## [DATA RECORDS]
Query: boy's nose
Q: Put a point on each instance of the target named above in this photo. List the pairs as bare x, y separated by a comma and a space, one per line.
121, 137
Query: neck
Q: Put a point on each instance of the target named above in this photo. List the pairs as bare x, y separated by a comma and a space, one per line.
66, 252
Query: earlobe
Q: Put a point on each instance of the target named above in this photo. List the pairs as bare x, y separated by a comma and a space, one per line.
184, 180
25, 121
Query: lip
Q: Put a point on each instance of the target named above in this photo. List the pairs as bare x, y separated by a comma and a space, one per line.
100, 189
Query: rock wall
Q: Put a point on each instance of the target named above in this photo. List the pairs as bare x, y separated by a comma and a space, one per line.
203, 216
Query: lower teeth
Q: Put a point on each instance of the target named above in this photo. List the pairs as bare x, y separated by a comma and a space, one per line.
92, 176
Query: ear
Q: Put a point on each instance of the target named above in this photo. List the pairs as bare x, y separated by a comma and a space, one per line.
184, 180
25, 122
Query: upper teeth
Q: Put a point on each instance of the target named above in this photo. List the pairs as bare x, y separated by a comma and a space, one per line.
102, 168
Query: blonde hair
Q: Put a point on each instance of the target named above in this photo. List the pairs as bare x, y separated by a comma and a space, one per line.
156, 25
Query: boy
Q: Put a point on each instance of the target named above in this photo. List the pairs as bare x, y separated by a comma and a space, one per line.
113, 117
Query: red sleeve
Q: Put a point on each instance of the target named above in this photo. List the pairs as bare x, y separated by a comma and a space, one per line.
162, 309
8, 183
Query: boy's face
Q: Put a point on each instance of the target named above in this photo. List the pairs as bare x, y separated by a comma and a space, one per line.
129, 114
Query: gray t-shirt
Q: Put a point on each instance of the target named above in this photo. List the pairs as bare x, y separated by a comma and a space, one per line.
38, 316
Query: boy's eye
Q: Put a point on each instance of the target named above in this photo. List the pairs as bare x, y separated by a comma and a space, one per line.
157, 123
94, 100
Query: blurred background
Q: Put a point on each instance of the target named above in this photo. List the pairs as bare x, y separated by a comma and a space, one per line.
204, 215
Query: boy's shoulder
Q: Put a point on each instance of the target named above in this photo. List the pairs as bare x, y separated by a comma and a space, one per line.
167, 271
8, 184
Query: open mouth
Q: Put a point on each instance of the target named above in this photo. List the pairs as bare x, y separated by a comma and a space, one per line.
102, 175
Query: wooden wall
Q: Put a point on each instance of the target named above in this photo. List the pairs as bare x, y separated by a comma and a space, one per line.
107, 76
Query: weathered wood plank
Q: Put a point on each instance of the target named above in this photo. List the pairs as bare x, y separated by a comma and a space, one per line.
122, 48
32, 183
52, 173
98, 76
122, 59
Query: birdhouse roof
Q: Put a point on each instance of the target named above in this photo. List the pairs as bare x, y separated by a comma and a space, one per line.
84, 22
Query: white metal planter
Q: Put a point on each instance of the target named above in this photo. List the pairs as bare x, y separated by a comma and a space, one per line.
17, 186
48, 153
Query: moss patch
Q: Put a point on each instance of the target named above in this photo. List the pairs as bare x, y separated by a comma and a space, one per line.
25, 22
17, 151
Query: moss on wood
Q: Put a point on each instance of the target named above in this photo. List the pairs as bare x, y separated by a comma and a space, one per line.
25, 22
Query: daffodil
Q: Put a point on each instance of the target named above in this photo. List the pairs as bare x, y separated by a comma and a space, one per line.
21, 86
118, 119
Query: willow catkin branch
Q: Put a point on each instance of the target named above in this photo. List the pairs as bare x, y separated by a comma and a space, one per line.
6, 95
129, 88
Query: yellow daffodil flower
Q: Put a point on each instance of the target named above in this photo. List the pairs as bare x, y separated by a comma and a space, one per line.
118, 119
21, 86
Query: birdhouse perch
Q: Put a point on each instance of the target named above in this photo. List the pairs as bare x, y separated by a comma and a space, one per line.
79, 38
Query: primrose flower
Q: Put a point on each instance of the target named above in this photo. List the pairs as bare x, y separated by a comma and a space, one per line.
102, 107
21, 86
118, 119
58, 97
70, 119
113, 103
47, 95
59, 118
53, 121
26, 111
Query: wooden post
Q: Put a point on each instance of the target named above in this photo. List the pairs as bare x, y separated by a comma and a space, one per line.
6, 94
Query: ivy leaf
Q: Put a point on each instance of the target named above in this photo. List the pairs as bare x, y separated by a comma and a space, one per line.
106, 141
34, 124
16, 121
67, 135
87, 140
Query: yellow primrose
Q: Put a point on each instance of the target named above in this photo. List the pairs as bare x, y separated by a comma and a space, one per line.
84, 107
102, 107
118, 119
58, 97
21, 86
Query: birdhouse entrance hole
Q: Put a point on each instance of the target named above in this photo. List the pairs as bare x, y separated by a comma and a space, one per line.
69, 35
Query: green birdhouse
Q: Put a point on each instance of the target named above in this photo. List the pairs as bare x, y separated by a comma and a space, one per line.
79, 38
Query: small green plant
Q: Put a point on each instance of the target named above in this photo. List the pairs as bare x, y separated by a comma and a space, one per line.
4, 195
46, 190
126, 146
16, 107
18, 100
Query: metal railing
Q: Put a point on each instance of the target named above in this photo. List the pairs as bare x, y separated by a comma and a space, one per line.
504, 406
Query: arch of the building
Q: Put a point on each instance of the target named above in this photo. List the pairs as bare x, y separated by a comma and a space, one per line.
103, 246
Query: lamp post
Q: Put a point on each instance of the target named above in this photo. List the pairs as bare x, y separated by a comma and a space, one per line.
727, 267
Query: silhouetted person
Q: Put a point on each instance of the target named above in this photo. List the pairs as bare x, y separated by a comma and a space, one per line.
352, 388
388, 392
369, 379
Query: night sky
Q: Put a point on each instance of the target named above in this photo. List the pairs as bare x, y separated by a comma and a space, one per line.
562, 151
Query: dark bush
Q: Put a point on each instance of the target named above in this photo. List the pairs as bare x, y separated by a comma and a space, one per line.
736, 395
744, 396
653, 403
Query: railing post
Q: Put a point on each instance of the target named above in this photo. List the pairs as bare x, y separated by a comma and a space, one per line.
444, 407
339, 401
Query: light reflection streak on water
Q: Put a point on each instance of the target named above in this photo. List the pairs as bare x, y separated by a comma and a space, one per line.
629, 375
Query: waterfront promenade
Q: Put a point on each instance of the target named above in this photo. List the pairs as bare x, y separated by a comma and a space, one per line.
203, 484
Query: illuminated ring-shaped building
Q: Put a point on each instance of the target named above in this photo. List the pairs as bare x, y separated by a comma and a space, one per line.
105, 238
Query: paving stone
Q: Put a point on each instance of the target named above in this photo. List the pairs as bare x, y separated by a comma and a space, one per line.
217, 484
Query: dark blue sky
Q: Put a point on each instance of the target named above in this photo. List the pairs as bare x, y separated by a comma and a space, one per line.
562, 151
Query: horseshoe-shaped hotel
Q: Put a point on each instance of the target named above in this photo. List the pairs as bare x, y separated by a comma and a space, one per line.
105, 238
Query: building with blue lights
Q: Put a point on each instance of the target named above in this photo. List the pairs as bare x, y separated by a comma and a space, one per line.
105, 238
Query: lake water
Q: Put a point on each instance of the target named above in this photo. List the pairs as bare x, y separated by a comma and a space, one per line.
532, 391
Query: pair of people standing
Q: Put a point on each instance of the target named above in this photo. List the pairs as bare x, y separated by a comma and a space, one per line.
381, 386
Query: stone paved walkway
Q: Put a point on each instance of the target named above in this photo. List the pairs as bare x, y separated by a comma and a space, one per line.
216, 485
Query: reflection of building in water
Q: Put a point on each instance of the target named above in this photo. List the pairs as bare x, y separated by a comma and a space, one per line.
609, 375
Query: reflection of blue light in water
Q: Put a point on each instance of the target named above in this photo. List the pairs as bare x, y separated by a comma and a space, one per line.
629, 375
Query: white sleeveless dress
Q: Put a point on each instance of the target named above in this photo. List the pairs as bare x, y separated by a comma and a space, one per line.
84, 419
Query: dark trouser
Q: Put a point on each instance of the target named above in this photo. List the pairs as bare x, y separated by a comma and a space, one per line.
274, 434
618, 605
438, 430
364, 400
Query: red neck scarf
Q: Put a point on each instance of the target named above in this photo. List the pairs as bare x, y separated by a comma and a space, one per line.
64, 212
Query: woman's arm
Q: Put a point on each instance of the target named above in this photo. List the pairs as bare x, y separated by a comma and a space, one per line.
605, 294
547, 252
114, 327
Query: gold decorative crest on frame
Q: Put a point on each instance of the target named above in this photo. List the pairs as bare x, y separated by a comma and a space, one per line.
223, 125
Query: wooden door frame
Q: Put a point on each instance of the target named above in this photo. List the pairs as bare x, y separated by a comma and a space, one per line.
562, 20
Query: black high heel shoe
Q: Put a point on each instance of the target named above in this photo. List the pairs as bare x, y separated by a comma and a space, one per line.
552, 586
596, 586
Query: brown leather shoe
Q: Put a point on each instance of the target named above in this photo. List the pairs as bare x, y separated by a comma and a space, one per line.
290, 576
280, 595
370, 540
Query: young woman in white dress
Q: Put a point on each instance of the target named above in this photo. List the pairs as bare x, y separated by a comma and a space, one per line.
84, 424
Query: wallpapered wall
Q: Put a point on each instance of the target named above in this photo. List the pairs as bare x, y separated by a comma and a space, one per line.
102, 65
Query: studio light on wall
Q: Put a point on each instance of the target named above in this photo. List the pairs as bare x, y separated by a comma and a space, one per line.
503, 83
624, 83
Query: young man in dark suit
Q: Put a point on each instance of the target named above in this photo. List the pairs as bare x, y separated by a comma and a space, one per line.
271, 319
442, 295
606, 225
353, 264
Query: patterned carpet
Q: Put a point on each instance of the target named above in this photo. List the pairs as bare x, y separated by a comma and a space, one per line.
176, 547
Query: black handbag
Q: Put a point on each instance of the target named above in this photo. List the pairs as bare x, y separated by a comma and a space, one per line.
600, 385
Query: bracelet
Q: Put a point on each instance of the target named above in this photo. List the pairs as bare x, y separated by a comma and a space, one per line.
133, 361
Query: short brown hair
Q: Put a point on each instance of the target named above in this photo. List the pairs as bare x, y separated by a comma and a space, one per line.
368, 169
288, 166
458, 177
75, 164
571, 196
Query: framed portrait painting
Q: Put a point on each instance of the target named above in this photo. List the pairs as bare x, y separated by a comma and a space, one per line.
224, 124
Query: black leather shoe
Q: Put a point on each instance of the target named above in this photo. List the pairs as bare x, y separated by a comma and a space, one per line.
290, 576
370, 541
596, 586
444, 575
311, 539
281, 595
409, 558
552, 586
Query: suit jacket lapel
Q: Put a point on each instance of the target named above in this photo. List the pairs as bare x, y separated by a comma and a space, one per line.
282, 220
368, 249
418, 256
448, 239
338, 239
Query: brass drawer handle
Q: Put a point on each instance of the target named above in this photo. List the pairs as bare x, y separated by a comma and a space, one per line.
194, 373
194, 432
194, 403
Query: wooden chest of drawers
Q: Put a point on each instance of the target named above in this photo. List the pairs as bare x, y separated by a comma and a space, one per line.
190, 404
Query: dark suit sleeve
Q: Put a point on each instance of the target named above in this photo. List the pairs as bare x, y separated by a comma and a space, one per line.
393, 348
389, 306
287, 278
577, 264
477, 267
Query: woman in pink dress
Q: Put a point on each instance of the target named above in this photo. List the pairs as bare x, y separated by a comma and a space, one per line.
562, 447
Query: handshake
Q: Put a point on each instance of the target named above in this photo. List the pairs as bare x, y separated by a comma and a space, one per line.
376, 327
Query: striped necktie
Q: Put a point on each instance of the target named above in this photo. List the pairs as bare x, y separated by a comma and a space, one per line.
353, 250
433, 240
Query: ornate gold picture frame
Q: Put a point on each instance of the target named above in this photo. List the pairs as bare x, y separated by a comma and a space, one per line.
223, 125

## [TASK GOAL]
Only the lines from the beginning of the material above through the line with "Query: red sleeve" are wanted; extract them exactly.

## [EXERCISE RESULT]
Query: boy's nose
Q: Put a point on each instance of the target named above in this photo. List the pairs as bare x, y separated by a comma and a space, one per line.
121, 137
Query: neck
Q: Put a point on each instance of the target named above in this photo. List the pairs as bare x, y separated by a comma and a space, one per line.
66, 252
Query: earlobe
Q: Put a point on each instance of the target named above in this photo. List the pairs as bare x, y separated by a comma and a space, one per line.
184, 180
25, 121
Query: lip
Q: Put a point on each instance of the target named above in this photo. List the pairs as bare x, y separated by a comma and a space, one per line.
100, 189
Query: rock wall
Q: Put a point on each instance of the target named above in this photo. List the pairs as bare x, y separated by a comma and a space, one per line.
203, 216
Query: lower teeth
Q: Put a point on each instance of the target named above in this photo. List the pairs as bare x, y separated by a comma and a space, one per line.
92, 176
Query: ear
Q: Put a point on each instance of the target named above in this photo. List the pairs as bare x, y separated by a comma and a space, one per line.
184, 180
25, 122
Query: upper teeth
Q: Put a point on each instance of the target named above in this photo. List the pairs as bare x, y separated by a comma and a space, one per line.
102, 168
Query: blonde hair
Q: Put a point on each instance of the target named above in this photo. List the pairs as bare x, y separated by a comma and a space, one per line.
156, 25
Query: boy
Q: Put a point on each instance of the target named above in this photo. List the pairs as bare x, y separated by a comma and a space, one per line.
113, 117
Query: red sleeve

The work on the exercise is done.